Search the entries below for the word "query" and copy each line that has it.

● **SUPPLIED ENTRIES**
■ ■ ■ ■ ■
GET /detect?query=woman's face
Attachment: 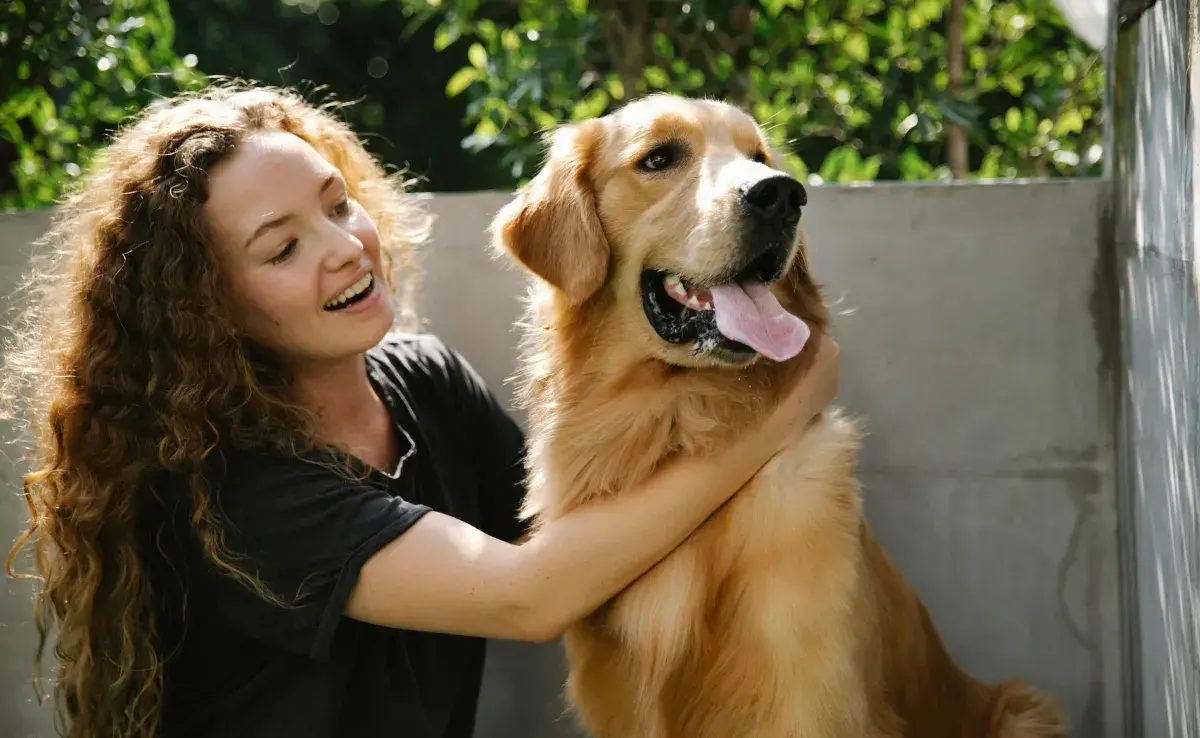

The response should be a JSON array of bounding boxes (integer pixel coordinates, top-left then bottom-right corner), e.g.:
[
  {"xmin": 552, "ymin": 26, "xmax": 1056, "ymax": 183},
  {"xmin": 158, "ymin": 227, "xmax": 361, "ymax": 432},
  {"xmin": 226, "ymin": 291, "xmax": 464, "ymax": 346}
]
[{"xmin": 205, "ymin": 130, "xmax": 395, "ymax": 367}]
■ ■ ■ ■ ■
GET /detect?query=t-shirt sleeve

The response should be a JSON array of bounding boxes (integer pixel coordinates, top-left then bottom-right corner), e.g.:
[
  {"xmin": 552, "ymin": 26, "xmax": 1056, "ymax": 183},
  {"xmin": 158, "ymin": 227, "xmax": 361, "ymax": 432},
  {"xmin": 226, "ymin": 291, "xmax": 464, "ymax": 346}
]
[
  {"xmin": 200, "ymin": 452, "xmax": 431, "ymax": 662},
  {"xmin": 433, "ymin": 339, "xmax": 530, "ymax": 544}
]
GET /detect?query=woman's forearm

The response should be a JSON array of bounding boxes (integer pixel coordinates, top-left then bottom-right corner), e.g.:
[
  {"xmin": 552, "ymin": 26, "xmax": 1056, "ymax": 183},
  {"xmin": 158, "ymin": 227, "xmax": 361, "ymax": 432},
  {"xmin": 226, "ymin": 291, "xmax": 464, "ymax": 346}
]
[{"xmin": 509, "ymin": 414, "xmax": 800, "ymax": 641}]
■ ■ ■ ■ ■
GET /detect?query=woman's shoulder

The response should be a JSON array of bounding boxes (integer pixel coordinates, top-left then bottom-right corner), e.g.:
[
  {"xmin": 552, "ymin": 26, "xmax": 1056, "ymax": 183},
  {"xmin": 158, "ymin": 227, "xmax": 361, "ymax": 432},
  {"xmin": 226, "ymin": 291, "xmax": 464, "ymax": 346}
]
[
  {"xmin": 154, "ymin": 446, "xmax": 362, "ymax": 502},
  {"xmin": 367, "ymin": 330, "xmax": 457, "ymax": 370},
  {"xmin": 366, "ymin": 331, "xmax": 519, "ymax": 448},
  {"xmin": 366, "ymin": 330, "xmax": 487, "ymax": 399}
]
■ ■ ■ ■ ■
● **WORKED SOLUTION**
GET /detect?query=woman's face
GET /detect?query=t-shirt sleeve
GET /detect?query=woman's forearm
GET /detect?query=woman's shoulder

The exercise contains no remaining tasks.